## begin Material

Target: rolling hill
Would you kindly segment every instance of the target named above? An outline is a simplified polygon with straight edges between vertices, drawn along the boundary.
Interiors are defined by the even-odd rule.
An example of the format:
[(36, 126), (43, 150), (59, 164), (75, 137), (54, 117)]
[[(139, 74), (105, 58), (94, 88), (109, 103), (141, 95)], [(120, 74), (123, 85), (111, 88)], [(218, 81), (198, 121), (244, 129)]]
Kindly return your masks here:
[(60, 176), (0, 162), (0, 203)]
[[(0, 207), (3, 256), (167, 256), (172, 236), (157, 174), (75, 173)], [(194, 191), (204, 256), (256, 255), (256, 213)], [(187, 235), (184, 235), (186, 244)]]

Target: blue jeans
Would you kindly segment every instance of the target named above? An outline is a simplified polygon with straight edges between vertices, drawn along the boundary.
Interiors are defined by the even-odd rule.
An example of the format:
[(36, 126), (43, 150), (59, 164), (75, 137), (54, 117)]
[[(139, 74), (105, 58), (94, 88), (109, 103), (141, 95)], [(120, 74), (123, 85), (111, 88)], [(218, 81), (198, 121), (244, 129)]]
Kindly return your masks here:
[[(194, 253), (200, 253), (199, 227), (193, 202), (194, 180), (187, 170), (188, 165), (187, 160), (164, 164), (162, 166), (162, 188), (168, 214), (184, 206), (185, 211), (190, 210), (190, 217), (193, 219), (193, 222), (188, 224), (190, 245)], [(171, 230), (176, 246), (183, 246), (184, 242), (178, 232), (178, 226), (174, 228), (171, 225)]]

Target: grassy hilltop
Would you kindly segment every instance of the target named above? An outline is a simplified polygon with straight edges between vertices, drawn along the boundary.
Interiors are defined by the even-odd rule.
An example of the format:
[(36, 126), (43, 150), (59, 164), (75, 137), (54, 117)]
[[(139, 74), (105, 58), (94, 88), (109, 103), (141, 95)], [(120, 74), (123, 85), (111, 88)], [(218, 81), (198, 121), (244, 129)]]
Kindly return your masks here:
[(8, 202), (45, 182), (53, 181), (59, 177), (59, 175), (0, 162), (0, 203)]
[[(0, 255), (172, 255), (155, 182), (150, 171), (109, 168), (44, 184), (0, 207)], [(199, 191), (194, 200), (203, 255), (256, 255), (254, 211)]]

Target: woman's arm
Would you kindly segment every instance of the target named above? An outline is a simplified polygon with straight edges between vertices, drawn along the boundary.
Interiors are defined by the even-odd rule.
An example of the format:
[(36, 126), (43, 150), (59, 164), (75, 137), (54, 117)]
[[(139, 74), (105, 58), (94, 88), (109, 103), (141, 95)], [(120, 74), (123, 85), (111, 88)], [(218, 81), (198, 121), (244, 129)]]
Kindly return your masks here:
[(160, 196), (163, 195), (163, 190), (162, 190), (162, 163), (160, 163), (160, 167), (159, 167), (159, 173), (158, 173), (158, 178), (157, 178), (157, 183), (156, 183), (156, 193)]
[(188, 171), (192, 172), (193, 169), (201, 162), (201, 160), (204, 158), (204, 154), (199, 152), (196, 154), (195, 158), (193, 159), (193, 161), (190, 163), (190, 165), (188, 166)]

## end Material

## Short exercise
Convert every line of the records above into a JSON list of strings with one string per line, omitting the blank lines.

## Exercise solution
[
  "Target: rolling hill",
  "Would you kindly segment every instance of the target named above? An outline is a simplified polygon with straight edges between vertices, drawn along the boundary.",
  "Interiors are defined by the even-odd rule.",
  "An example of the format:",
  "[(36, 126), (43, 150), (59, 164), (75, 137), (54, 117)]",
  "[[(139, 74), (105, 58), (94, 88), (109, 103), (141, 95)], [(120, 74), (123, 85), (111, 88)], [(218, 81), (198, 121), (244, 129)]]",
  "Kindly return your masks here:",
  "[(60, 176), (0, 162), (0, 203)]",
  "[[(0, 207), (3, 256), (167, 256), (172, 236), (157, 174), (75, 173)], [(194, 191), (204, 256), (256, 255), (256, 213)], [(187, 235), (184, 235), (186, 244)]]",
  "Target: blue jeans",
  "Would you kindly segment every instance of the target named above? An outline is a simplified polygon with straight edges between vertices, drawn along the boundary.",
  "Interiors are defined by the even-odd rule.",
  "An example of the format:",
  "[(36, 126), (43, 150), (59, 164), (75, 137), (54, 117)]",
  "[[(139, 74), (105, 58), (94, 88), (109, 103), (141, 95)], [(120, 74), (123, 85), (111, 88)], [(218, 81), (198, 121), (244, 129)]]",
  "Kindly return your masks here:",
  "[[(194, 253), (200, 253), (199, 227), (193, 202), (194, 180), (187, 170), (188, 165), (187, 160), (164, 164), (162, 166), (162, 188), (168, 214), (184, 206), (185, 211), (190, 210), (190, 217), (193, 219), (193, 222), (188, 224), (190, 245)], [(171, 230), (176, 246), (183, 246), (184, 242), (178, 232), (178, 226), (174, 228), (171, 225)]]",
  "Target: grassy hilltop",
  "Would you kindly segment every instance of the target named above? An outline is a simplified polygon with straight edges between vertices, drawn along the boundary.",
  "Interiors are defined by the even-odd rule.",
  "An example of the format:",
  "[(36, 126), (43, 150), (59, 164), (75, 137), (54, 117)]",
  "[[(139, 74), (105, 58), (94, 88), (109, 103), (141, 95)], [(120, 74), (123, 85), (111, 88)], [(218, 81), (198, 121), (244, 129)]]",
  "Kindly return your masks here:",
  "[(8, 202), (45, 182), (53, 181), (59, 177), (59, 175), (0, 162), (0, 203)]",
  "[[(0, 255), (172, 255), (155, 182), (150, 171), (109, 168), (44, 184), (0, 207)], [(199, 191), (194, 200), (203, 255), (256, 255), (254, 211)]]",
  "Target: woman's arm",
  "Would you kindly segment every instance of the target named above? An outline is a simplified polygon with straight edges between vertices, drawn along the boundary.",
  "Interiors are defined by the even-odd rule.",
  "An example of the format:",
  "[(36, 126), (43, 150), (59, 164), (75, 137), (54, 117)]",
  "[[(139, 74), (105, 58), (94, 88), (109, 103), (141, 95)], [(120, 74), (123, 85), (111, 88)], [(218, 81), (198, 121), (244, 129)]]",
  "Kindly return your masks here:",
  "[(160, 196), (163, 195), (163, 190), (162, 190), (162, 163), (160, 163), (160, 167), (159, 167), (159, 173), (158, 173), (158, 178), (157, 178), (157, 183), (156, 183), (156, 193)]",
  "[(188, 171), (192, 172), (193, 169), (201, 162), (201, 160), (204, 158), (204, 154), (199, 152), (196, 154), (195, 158), (193, 159), (193, 161), (190, 163), (190, 165), (188, 166)]"
]